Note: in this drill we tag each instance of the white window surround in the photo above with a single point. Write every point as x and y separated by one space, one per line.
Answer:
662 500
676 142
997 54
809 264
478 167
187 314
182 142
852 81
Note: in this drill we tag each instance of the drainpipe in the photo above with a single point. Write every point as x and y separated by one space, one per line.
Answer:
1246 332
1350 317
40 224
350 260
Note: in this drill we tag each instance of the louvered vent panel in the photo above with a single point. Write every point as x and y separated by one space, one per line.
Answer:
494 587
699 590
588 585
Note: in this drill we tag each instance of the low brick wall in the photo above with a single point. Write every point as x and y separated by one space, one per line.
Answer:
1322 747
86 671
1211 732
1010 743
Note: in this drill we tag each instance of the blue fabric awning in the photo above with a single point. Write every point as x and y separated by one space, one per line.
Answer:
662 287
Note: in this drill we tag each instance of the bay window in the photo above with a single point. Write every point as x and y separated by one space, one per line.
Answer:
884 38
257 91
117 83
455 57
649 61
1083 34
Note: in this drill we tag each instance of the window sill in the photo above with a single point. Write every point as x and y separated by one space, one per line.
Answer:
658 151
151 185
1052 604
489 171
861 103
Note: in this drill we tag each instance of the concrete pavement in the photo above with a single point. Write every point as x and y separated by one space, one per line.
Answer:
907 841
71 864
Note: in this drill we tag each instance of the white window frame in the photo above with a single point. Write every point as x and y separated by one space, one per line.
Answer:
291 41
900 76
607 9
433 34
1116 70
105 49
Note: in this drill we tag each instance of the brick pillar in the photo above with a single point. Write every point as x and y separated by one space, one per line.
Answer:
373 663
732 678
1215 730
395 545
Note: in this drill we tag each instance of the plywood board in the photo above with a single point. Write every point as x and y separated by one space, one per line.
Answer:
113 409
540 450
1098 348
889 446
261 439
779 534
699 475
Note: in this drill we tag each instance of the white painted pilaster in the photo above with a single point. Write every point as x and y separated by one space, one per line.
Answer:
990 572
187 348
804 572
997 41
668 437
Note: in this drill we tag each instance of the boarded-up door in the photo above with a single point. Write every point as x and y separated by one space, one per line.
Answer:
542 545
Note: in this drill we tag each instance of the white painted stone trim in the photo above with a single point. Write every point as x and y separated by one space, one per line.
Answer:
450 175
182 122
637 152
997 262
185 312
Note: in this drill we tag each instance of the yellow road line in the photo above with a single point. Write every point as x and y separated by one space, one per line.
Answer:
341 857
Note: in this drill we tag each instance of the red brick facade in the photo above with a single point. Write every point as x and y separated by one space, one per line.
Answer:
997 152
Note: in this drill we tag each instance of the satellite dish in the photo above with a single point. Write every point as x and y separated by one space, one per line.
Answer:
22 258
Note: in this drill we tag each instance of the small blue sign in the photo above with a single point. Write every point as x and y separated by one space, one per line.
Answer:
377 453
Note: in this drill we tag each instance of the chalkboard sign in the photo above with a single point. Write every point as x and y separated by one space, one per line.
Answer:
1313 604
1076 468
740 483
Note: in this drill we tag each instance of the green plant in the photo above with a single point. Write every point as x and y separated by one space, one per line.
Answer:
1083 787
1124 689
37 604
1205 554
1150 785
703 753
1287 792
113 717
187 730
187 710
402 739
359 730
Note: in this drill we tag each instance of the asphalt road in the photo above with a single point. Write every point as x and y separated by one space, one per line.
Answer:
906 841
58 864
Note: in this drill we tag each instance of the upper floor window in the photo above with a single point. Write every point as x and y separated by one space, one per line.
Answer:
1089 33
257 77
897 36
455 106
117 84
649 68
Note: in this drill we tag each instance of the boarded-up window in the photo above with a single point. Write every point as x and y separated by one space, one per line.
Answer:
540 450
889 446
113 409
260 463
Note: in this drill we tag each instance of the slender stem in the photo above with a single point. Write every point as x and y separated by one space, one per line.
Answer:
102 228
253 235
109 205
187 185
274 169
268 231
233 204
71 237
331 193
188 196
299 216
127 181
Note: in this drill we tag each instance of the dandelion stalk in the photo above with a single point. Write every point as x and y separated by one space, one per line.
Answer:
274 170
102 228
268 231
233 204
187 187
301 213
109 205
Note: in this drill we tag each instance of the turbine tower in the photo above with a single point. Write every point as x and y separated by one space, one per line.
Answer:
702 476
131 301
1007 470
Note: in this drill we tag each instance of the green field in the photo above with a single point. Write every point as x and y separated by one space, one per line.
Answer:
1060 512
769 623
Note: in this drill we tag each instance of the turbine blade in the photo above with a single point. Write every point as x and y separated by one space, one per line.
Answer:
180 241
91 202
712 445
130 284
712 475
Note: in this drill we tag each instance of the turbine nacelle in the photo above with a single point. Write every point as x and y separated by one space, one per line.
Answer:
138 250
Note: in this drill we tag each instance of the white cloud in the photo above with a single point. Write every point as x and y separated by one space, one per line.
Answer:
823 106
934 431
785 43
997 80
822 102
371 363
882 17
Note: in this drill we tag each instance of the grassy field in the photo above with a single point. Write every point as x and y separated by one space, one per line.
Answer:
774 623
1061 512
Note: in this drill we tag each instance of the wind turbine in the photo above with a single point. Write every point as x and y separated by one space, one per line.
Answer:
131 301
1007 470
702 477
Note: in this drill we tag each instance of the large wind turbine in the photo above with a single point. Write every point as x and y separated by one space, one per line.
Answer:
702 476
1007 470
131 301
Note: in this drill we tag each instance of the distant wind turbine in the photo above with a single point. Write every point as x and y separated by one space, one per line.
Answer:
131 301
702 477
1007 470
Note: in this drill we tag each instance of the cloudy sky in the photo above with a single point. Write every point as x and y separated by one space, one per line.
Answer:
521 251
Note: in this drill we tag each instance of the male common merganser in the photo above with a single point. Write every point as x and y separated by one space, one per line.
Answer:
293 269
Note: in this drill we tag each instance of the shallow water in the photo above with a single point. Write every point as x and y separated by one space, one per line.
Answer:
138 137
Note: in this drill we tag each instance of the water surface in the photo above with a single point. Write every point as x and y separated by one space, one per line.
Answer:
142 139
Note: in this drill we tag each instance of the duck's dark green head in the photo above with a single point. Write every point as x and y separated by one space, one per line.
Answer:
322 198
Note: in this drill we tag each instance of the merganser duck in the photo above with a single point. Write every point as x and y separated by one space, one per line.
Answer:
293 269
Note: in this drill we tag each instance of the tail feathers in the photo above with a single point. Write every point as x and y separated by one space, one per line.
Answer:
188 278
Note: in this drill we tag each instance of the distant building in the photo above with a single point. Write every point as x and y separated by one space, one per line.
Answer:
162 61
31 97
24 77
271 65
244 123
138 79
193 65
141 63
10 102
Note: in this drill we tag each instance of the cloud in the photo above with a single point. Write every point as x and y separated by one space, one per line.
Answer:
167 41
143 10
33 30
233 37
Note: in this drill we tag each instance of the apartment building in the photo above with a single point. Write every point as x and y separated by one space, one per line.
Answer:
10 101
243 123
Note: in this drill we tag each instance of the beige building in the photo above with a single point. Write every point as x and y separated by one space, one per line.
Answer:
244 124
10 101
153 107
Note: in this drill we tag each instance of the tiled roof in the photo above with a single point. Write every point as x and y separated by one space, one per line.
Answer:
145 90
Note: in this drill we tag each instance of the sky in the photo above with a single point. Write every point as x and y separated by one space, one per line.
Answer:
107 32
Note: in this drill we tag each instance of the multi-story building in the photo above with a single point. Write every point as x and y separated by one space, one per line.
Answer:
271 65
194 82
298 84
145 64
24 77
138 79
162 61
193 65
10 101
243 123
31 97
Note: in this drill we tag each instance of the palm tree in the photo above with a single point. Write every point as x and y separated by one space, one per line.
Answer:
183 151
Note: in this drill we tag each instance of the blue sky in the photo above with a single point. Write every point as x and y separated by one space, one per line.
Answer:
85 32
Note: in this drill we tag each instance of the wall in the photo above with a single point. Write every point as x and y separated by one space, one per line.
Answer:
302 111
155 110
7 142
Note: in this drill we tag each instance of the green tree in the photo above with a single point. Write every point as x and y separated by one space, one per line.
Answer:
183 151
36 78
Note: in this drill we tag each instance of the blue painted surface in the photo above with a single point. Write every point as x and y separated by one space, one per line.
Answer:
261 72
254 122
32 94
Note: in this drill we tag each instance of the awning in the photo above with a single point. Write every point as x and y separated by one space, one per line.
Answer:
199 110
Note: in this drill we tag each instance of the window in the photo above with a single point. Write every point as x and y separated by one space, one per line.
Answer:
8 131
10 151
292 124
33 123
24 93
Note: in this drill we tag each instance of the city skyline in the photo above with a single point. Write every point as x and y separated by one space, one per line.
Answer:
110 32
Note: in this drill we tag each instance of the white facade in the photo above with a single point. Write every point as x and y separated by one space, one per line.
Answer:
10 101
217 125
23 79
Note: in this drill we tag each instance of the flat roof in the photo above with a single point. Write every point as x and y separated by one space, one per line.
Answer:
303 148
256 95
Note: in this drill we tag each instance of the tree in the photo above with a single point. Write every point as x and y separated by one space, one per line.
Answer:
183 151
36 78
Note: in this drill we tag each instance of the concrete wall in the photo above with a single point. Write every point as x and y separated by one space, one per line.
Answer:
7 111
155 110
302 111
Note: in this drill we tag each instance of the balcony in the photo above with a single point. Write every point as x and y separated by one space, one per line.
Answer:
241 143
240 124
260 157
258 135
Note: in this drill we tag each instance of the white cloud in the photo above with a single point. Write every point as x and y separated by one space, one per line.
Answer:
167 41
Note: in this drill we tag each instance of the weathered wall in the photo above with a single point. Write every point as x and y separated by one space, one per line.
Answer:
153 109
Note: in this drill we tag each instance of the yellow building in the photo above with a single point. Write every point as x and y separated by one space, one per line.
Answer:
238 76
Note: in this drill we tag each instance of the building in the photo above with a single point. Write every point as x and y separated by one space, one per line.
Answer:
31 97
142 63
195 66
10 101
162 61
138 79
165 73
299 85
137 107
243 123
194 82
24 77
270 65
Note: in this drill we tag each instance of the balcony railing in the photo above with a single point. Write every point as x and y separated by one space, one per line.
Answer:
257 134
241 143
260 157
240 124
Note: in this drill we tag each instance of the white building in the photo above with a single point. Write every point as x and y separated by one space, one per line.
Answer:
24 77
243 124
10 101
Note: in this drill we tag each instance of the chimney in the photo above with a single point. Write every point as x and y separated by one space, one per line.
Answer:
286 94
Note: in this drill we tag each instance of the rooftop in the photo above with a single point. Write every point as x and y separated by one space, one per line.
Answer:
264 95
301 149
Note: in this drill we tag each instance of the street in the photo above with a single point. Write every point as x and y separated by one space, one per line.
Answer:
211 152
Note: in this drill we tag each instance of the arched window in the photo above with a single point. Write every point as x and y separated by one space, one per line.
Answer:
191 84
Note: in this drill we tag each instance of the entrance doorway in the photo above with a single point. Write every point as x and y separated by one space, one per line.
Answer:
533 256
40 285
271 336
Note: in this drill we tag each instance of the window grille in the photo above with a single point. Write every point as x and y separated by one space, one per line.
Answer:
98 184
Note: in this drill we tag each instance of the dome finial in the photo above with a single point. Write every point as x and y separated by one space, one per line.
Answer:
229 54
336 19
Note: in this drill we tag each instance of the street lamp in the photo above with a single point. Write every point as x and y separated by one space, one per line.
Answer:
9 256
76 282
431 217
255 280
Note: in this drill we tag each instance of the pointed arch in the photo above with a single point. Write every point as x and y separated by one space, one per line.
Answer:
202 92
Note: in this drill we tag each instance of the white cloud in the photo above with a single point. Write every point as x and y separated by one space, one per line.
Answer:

☆ ☆ ☆ ☆ ☆ ☆ ☆

:: Goal of the exercise ::
In the entries above, take the line containing "Note: in this drill we tag each instance of the entrance" and each later line through the last, and repeat them exactly. Output nothing else.

:: Task answer ::
Note: in this drill we tag each instance of the entrance doorway in the photo above with a single point. Write every point as x and y separated by one space, one per line.
Answer:
533 256
40 285
271 336
Note: in this drill we tag each instance of the window grille in the photo above with a single point. Write every point as x and y separated by one space, one per line.
Answer:
98 184
Note: in this drill we tag each instance of the dome finial in the photo above with a single point. Write every point as x and y separated by one space, one per line.
Answer:
229 54
336 19
Note: in this drill we tag each instance of the street lamp in the photo above with a single point. Write every point as x and y separated by one space, one per line.
Answer:
9 256
76 282
431 217
255 280
Note: in this drill we tag each instance of the pointed arch in the photo above with a single point. Write every point as x and y separated by one space, one per line.
Answer:
202 92
Note: in this drill we tag each instance of the white cloud in the photo above with a single point. Write every point as x and y separated by one space, one per line.
Answer:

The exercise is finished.